#### Exercise requirements:
• 1. Reproduce the passage of the IPO article between "The shares started" and "and Exchange Commission.", inclusive, switching "regulatory filing" to "public filing".
• 2. Proceed with the article on the Ironwood and Imperial Capital IPOs, picking up after its final sentence.

#### Document extract:
(Reuters) – Investors on Wednesday held on to their reputation of being hard to please.
The shares of drugmaker Ironwood Pharmaceuticals Inc (IRWD.O) raised less than expected, although they did close 3.6 percent above their initial public offering price on their Nasdaq debut.
And Boutique investment bank Imperial Capital Group Inc (ICG.N) postponed its IPO altogether due to “market conditions,” according to an underwriter.
Investors have proved risk-averse so far in 2010 and are hesitant to invest in unproven companies, especially if they are not profitable, analysts have said.
Ironwood has partnerships with Forest Laboratories Inc (FRX.N) and Almirall SA (ALM.MC). It has reported losses each year since it was founded in 1998. It has not yet brought a drug to market.
Ironwood shares closed at $11.65, up from the IPO price of $11.25, on its Nasdaq debut. The company sold 16.7 million shares and raised about $187.5 million. But it raised about 25 percent less in its IPO than it hoped to, according to an underwriter. Ironwood planned to sell shares for between $14 and $16 each.
The shares started trading around 12:40 p.m. EST (1740 GMT) after a delay.
Cambridge, Massachusetts-based Ironwood has one drug — for chronic constipation and irritable bowel syndrome with constipation — in clinical development, but does not have regulatory approval to sell it in the United States or abroad.
The company will use the net proceeds from the IPO to fund drug development and commercialization and for general corporate purposes, it said in a regulatory filing with the U.S. Securities and Exchange Commission.
Los Angeles, California-based Imperial Capital, which postponed its IPO, had hoped to sell 6.7 million shares for between $15 and $17 each, raising about $106.7 million, at the midpoint in a downsized deal.

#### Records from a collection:
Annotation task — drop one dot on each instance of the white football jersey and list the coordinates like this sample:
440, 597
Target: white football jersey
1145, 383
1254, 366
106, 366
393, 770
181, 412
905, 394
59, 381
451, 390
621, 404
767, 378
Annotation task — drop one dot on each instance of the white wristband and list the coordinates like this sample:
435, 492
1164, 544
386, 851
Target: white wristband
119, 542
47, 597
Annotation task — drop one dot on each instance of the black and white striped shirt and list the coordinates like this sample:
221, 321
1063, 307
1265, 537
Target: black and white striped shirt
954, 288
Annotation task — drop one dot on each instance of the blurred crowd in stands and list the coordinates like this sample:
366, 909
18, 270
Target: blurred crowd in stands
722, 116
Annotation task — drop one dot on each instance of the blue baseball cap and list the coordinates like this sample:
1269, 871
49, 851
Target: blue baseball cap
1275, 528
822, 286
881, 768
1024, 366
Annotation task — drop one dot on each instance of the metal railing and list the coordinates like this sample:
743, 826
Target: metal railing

#### Answers:
• 1.
The shares started trading around 12:40 p.m. EST (1740 GMT) after a delay.
Cambridge, Massachusetts-based Ironwood has one drug — for chronic constipation and irritable bowel syndrome with constipation — in clinical development, but does not have regulatory approval to sell it in the United States or abroad.
The company will use the net proceeds from the IPO to fund drug development and commercialization and for general corporate purposes, it said in a public filing with the U.S. Securities and Exchange Commission.

• 2.
Imperial offers sales and trading services to institutional investors, a range of investment banking advice and capital markets and restructuring services to middle market clients.
The company more than doubled profits in the first nine months of 2009 to $13.9 million, but said in its prospectus that most of its investment banking engagements are single deals and not ongoing relationships.
Investment banking accounted for about 36 percent of revenue in the nine months ended Sept. 30.
JP Morgan, Morgan Stanley and Credit Suisse led the Ironwood IPO. They have the option to buy an additional 2.5 million shares. Bank of America Merrill Lynch, JMP Securities, and Imperial Capital led the Imperial IPO. (Reporting by Clare Baldwin in New York; additional reporting by Phil Wahba and Megan Davies; editing by Tim Dobbyn; Robert MacMillan and Andre Grenon)
peHUB Note: The company is backed by Ridgeback Capital Investment, with a 13% stake, Venrock (11%), Polaris Venture Partners (8%) and Morgan Stanley (7%). Ironwood raised $323 million in venture funding between 1998 and 2009.